» Source document:

____________

0 means guaranteed never to happen, and 1 means guaranteed to happen. Anything in between reflects a chance that something will happen.

For example, let's find the probability of getting heads when flipping a coin. You have 1 (the number of "heads" sides on a coin) divided by 2 (the number of sides on a coin). Your probability will be 1/2 or 0.5 because either side is equally likely to occur.

For another example, let's say you're watching a game show and the host spins a wheel to see if a player won a prize. If there are 50 places on the spinner and only 1 has the prize, then you have a probability of 1/50 or 0.02.

But what event are we expecting when compressing VP9? In other words, what event do we want to find the chance of? It's quite simple. We want to know the chance that the next bit in the bitstream will be 0.

Once we know that, we multiply our probability value (P, between 0 and 1) by 256 and round to the nearest whole number to get our VP9 probability. So if we have a 1 out of 50 chance (shown above) of encountering a 0 in the bitstream then P would be equal to 0.02. We multiply 0.02 by 256 to get 5.12 and round to 5. 5 is the probability we'd use to compress.

### Why do I need to know the chance of finding a 0?

It's because the compressor takes two inputs: bits, and the overall chance that a bit will be 0. The output is a string of bytes that we will put in a hex editor. There are YouTube videos you can watch (one is shown below) explaining exactly why, but for simplicity's sake just accept that if you know how many 0's to expect, you can write less (a LOT less) data. What kind of "a LOT less", you ask? Like going from 100 MiB to 15 MiB without losing anything.

____________

» Given information:
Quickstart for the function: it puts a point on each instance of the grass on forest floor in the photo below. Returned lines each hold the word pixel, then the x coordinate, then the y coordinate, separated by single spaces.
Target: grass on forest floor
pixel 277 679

____________

» Given request 1:
Answer these questions from the text on probability and VP9 compression, one line each:
(a) What probability does the text give for getting heads when flipping a coin?
(b) When compressing VP9, what event do we want to find the chance of?
(c) What two inputs does the compressor take?
» Given request 2:
Proceed with the text on probability and VP9 compression, writing on from the point where it stops.

» Reply 1:
(a) 1/2, or 0.5.
(b) The chance that the next bit in the bitstream will be 0.
(c) Bits, and the overall chance that a bit will be 0.

» Reply 2:
(Advanced theory, not necessary to continue)

Of course, this only works if the decompressor knows the probability of finding a 0, so we tell the video player beforehand. That's what the compressed header is mainly about: telling the player what the chances are of finding a 0 in the bitstream.

The decompression process is pretty straightforward, but I couldn't figure out how to reverse it and compress. Fortunately, I don't have to understand exactly how to compress and neither do you because there is free source code that does it. The license is very permissive so you can even use it in your own programs.

Because we will be using someone else's algorithm for the range compressor, all we need to worry about is what data to write, and the probability that a bit will be 0.

And, to make things easier, a lot of the time we will just pretend like we're flipping a coin by setting the probability to 0.5. That means the VP9 probability would be 128. A lot of bits in VP9 are compressed using a probability of 128. There is no compression benefit when the chances of 0 and 1 are the same, but they still do it in some parts of VP9.

[Just a reference; not necessary in this chapter] The source code we need is located at https://github.com/webmproject/libvpx/blob/master/vpx_dsp/. We are interested in the files bitwriter.c and bitwriter.h. However, at this stage it's just for reference. I've adapted the C++ code to Java and will show you the finished output. Later you will need to either copy or adapt the code so you can compress image data in bulk.

As you can see, we need to insert some code in the middle. See the line that says "vpx_write_bit(br, 0);"? We need to add some more lines like that. When finished, this code will compress the bits we provide into a string of bytes that it will print in the console at the bottom. When we're done, we'll enter those bytes into a hex editor.

Now that we know how to compress, we need to look at what to compress.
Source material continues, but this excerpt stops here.